**OBJECTIVE:** Write out the lines below word for word, and leave out the pictures.

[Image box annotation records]
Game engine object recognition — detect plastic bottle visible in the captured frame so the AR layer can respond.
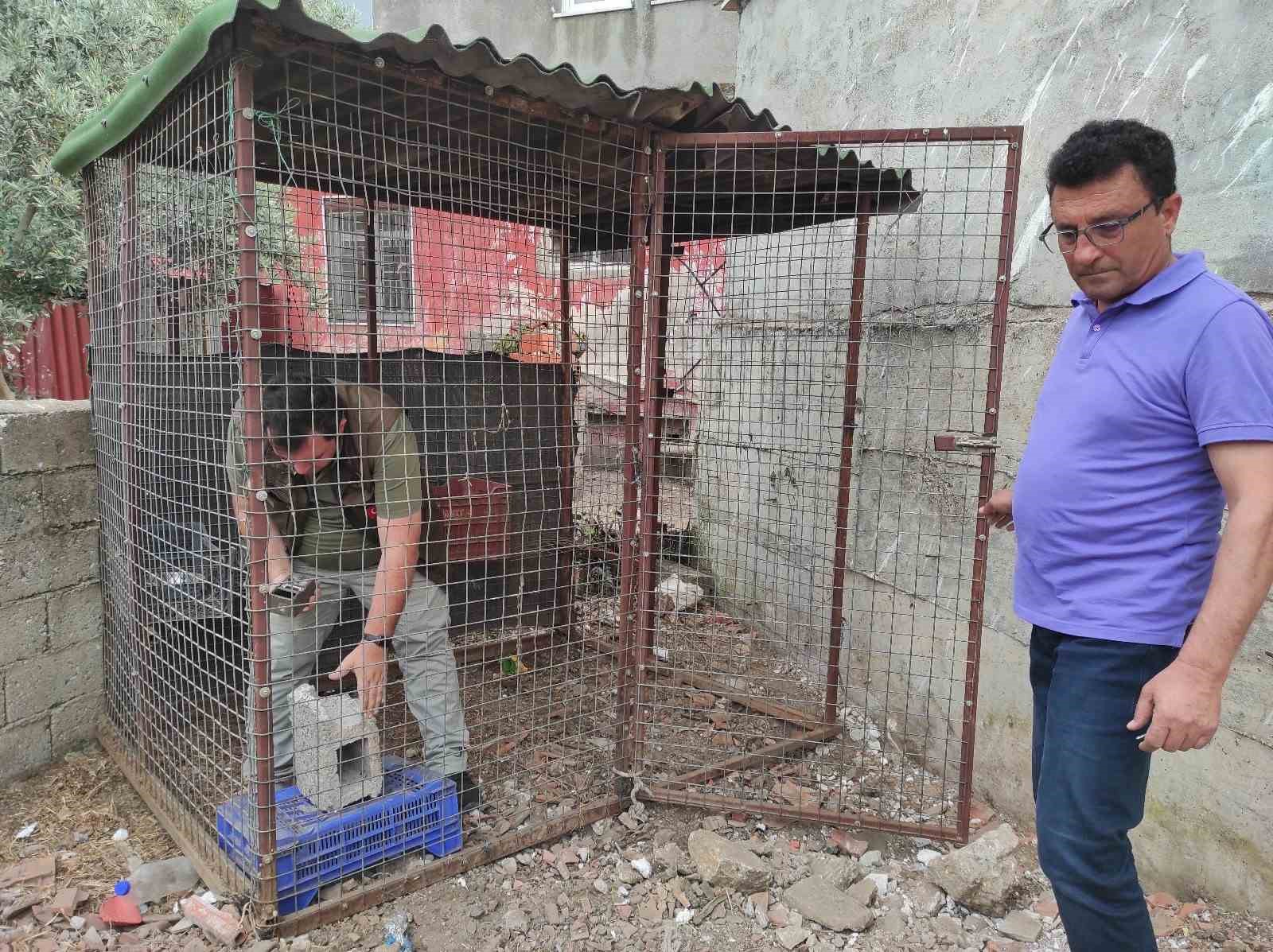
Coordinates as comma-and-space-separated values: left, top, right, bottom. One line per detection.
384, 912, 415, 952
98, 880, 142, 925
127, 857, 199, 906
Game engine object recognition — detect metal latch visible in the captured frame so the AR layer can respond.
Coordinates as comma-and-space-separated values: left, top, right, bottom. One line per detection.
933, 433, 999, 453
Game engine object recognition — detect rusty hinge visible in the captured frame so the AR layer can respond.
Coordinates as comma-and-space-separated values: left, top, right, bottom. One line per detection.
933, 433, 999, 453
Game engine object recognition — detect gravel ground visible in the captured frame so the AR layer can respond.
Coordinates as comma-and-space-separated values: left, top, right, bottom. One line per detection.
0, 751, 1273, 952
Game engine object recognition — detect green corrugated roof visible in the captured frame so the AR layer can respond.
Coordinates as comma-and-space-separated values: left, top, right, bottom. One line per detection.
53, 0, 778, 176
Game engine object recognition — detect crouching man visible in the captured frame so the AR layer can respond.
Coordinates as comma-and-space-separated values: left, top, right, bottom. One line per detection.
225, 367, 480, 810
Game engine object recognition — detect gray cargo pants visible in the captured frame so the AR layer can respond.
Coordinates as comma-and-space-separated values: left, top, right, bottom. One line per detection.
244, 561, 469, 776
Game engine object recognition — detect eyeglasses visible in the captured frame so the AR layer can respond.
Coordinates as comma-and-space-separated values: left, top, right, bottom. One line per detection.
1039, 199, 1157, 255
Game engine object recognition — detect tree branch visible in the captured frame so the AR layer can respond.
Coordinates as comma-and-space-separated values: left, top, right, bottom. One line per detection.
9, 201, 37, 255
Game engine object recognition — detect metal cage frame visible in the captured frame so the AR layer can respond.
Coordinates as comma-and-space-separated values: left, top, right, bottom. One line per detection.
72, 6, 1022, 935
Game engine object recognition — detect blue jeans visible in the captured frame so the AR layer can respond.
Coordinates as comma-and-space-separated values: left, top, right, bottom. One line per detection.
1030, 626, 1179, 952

**EXERCISE SOLUTION:**
Game engine object recognition — detect plastic bottle visible in the captured frame so the AR layer can respond.
Coordinates as comma-and-space-separated values: left, top, right, bottom. One line per detection.
384, 912, 415, 952
98, 880, 142, 925
127, 857, 199, 906
Game engine object recognition — detect metal latch visible in the captured frame so the AR layer can respond.
Coordinates as comma-and-space-separated values: left, top, right, bottom. One line per detection.
933, 433, 999, 453
Game engine object recognition — detect rusty hinge visible in the captured frame so the AR layer can respond.
Coordinates as comma-and-space-separated values: left, top, right, bottom. One line per detection.
933, 433, 999, 453
Game engine object recognition — detect gravel ground visible in the captured frame so the AR layer can respond.
Coordinates as comma-and-space-separated values: left, top, right, bottom. One line per detection.
0, 751, 1273, 952
Game engine object recognition — detect green corrugated roof visible in the captured frame so the AR layer can respond.
Coordinates as comma-and-space-separated values: left, top, right, bottom. One line per detection.
53, 0, 778, 176
Game engine object recognition — detect crouching man visible in the captured frame so the AR layer can respond.
Coordinates as comma-and-space-separated values: left, top, right, bottom. One line per detection.
225, 367, 480, 810
Game engine object recognition — detect gray cargo pants visible in the captured frame so the AR layer can respond.
Coordinates as comma-and-space-separated values: left, top, right, bottom. One line per detection.
244, 561, 469, 776
Game engine object recognition — detect eyeglasses visible in the captured frame so the AR layer can respond.
Coordinates as comma-and-space-separated values: left, top, right, bottom. One line per detection.
1039, 199, 1157, 255
Game engine object recognition — detect tree branch visible in the captured frame so the AR layer can respond.
Coordinates as comma-and-space-separated values: left, top, right, bottom. One line per detection.
9, 201, 37, 255
Game engine object recognition — detect metal cage frame visible in the captured frame so the AR layer can respond.
Coordinates as comma-and-space-separated values: left, top, right, bottom. One line per detection.
72, 6, 1022, 935
Game engine object recognition — detect blue jeans visible in the captured frame so the AR layer can respond.
Coordinates as comma-and-space-separated values: left, top, right, bottom. One line per detection.
1030, 626, 1179, 952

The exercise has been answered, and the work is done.